DATA ROWS -
════════════════════
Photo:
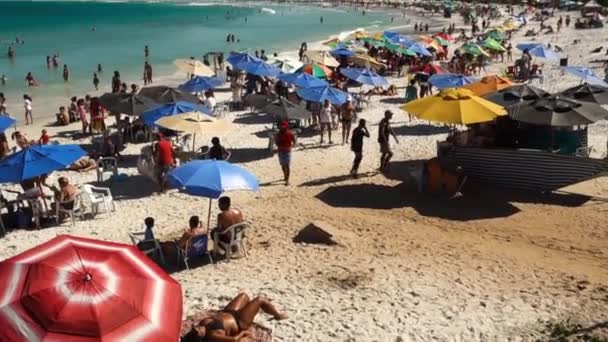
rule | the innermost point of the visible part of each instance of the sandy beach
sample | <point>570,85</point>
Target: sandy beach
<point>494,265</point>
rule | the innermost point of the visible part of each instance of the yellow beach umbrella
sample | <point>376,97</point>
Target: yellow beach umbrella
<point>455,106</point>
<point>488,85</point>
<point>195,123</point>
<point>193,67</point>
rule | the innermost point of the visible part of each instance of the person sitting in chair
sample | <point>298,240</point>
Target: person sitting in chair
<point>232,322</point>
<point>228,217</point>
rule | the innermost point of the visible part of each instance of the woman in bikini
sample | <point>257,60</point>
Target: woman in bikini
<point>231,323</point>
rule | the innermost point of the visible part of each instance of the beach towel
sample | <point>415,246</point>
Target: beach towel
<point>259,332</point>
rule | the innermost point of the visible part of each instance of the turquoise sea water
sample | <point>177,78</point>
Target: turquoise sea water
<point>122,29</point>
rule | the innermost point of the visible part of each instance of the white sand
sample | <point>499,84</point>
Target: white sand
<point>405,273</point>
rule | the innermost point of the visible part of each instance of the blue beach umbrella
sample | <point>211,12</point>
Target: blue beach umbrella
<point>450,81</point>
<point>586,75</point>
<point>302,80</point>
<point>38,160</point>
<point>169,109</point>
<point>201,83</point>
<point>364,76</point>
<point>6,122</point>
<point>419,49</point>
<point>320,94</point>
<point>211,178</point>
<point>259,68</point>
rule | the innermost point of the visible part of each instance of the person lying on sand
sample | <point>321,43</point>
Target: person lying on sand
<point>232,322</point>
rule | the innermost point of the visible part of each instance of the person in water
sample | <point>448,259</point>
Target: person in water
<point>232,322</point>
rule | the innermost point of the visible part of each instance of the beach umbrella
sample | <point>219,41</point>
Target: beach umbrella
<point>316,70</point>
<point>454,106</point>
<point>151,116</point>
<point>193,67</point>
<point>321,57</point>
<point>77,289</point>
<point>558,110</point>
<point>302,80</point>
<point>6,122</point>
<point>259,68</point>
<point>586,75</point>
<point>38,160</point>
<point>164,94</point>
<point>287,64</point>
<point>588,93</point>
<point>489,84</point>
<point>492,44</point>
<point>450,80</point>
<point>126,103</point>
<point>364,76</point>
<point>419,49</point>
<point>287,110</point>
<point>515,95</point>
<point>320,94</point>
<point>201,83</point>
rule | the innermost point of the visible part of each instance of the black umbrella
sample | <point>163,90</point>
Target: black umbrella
════════════════════
EXERCISE REQUIREMENTS - Write out again the rows from the line with "the person sitting in chair" up to and including the line with "<point>259,332</point>", moving every coordinate in the answer points by -119 and leaving the sample points unchanged.

TASK RESULT -
rule | the innermost point of the visible part of each instance of the person sitting in chair
sample | <point>298,240</point>
Target: person sitting in chair
<point>113,203</point>
<point>109,98</point>
rule | the innermost point of the visible part of each instance of the woman in bikini
sample | <point>257,60</point>
Target: woman in bikini
<point>112,204</point>
rule | the innermost point of the visible part of each instance of the beach towel
sample | <point>415,246</point>
Target: beach towel
<point>140,213</point>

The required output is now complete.